## Exercise details
For this exercise, restate the records word for word.

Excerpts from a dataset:
════════════════════

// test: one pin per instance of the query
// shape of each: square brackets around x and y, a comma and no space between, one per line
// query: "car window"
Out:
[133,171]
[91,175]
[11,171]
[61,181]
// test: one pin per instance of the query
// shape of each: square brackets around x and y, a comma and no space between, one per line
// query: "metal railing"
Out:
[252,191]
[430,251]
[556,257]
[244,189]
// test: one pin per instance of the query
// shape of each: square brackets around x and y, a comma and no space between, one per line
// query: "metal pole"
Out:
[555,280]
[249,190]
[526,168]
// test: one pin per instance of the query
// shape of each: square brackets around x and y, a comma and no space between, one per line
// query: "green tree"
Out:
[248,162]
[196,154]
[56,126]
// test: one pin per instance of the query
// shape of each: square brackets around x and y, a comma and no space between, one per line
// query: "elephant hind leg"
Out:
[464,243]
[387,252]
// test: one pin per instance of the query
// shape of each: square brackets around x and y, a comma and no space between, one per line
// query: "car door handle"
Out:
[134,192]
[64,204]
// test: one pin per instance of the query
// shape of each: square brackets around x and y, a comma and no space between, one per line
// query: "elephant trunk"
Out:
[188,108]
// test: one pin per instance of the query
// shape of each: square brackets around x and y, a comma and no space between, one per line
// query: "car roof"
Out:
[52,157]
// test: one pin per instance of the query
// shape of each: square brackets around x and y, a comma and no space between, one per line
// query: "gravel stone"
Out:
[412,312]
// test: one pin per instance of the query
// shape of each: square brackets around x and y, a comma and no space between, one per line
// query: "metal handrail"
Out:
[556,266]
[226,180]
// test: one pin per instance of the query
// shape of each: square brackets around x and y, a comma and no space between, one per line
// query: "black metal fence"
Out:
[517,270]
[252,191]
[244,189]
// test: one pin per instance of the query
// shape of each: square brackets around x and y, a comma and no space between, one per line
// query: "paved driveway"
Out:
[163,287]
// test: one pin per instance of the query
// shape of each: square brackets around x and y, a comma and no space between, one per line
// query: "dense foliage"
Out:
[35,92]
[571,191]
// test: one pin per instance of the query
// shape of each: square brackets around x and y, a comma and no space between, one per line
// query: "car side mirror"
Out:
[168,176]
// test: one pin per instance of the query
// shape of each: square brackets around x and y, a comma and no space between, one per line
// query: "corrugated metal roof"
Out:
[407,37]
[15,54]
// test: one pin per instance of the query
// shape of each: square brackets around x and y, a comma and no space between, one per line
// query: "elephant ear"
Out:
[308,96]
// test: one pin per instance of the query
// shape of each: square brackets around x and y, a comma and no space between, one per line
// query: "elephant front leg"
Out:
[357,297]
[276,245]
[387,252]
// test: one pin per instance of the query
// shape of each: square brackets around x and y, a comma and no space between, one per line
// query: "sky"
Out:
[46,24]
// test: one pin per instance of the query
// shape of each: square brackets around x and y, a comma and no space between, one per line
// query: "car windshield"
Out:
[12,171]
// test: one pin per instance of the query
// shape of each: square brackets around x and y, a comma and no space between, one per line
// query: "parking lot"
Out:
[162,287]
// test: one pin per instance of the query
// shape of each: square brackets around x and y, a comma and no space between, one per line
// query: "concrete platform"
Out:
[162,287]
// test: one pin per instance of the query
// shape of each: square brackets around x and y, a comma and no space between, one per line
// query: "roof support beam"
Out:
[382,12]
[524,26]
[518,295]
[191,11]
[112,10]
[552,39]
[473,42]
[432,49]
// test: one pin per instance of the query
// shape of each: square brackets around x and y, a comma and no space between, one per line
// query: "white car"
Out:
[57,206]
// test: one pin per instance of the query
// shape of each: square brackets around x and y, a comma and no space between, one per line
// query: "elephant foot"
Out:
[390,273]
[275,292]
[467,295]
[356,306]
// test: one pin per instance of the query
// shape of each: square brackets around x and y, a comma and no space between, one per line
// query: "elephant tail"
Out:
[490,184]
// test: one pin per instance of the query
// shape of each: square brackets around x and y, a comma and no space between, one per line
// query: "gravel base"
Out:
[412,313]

════════════════════

## Solution
// test: one pin per instance of the query
// shape of each: square brackets around x and y, a comma and no space between, one per line
// query: "car window"
Out:
[133,171]
[91,175]
[11,171]
[61,181]
// test: one pin per instance of the query
// shape of each: square brackets around x and y, a comma and no space between, one per line
// query: "metal railing"
Out:
[252,191]
[430,251]
[556,257]
[244,189]
// test: one pin per instance of the query
// shape of each: square brackets around x and y, a comma and no space between, one per line
// query: "metal pole"
Out:
[555,280]
[249,190]
[526,168]
// test: one pin per instance of the query
// shape of each: square brackets around x and y, a comma and no space between, one per line
// query: "green tree"
Out:
[248,162]
[196,154]
[56,126]
// test: one pin per instance of the query
// shape of each: square brackets around x and y, a comma and no space between, one per line
// query: "elephant hind leg"
Out:
[464,243]
[387,252]
// test: one pin per instance of the query
// shape of each: square brackets around x and y, a comma and no space between, one per line
// query: "car door handle"
Out:
[134,192]
[64,204]
// test: one pin per instance of the query
// shape of each: square brackets around x and y, a comma and no space between, one per line
// query: "elephant trunk"
Out:
[188,108]
// test: one pin per instance of the query
// shape of each: square brackets around x and y, a comma and no space between, one per line
// query: "car roof"
Out:
[52,157]
// test: one pin per instance of the query
// shape of each: square brackets around x and y, a comma and no space between, one per line
// query: "gravel stone"
Out:
[412,312]
// test: one pin per instance of the query
// shape of each: square brackets around x and y, a comma and no space between, one per line
// query: "metal handrail"
Out:
[556,266]
[226,180]
// test: one pin per instance of the query
// shape of each: square brackets around x and y, a comma and no space between, one per line
// query: "black metal fence"
Out:
[517,270]
[252,191]
[244,189]
// test: one pin per instance of the query
// shape of each: square brackets around x and y, a comma and no space between, one per line
// query: "paved driveway"
Out:
[163,287]
// test: one pin per instance of the query
// shape of each: square brackets around x and y, a comma and no space between, one per line
// query: "dense foliage"
Out:
[35,92]
[571,191]
// test: one pin per instance of the query
// shape of each: square brackets around x and y, a comma and no space between, one per line
// query: "car side mirror"
Out:
[168,176]
// test: one pin per instance of the query
// shape of each: square brackets around x and y, a comma and no space between, one per line
// query: "corrugated metal roof"
Out:
[407,37]
[15,54]
// test: one pin per instance of the query
// shape of each: square brackets around x and y, a comma and no space between, one per line
// query: "elephant ear"
Out:
[308,96]
// test: one pin per instance of the query
// shape of each: square brackets around x and y, a comma and no space between, one per line
// query: "elephant front leg"
Out:
[357,297]
[276,245]
[387,252]
// test: one pin per instance of the query
// shape of each: square brackets around x and y, a comma and no space between, one per line
// query: "sky"
Out:
[46,24]
// test: one pin per instance of the query
// shape of each: square brackets around x and y, a comma and no space between, one per line
// query: "car windshield"
Out:
[12,171]
// test: one pin per instance of the query
// shape of each: square brackets around x and y, a comma and no space between, one per line
// query: "parking lot"
Out:
[162,287]
// test: one pin per instance of the query
// shape of each: square brackets around x and y, a comma and no space between, one per line
// query: "concrete platform"
Out:
[162,287]
// test: one pin per instance of the query
// shape of each: square brackets around x and y, a comma and no space between, one per line
// query: "roof support beam"
Out:
[382,12]
[524,26]
[518,295]
[191,11]
[112,10]
[552,39]
[473,42]
[432,49]
// test: one pin per instance of the query
// shape of each: square brackets around x and y, a comma and no space between, one per line
// query: "white car"
Out:
[57,206]
// test: one pin per instance of the query
// shape of each: square brackets around x and y, a comma and no space between, one per line
// query: "elephant foot"
Out:
[390,273]
[275,292]
[467,295]
[356,306]
// test: one pin per instance of the query
// shape of each: square brackets around x and y, a comma and no space between, one per line
// query: "elephant tail"
Out:
[490,184]
// test: one pin per instance of the query
// shape of each: square brackets around x and y, a comma and no space between, one per line
// query: "gravel base"
Out:
[412,313]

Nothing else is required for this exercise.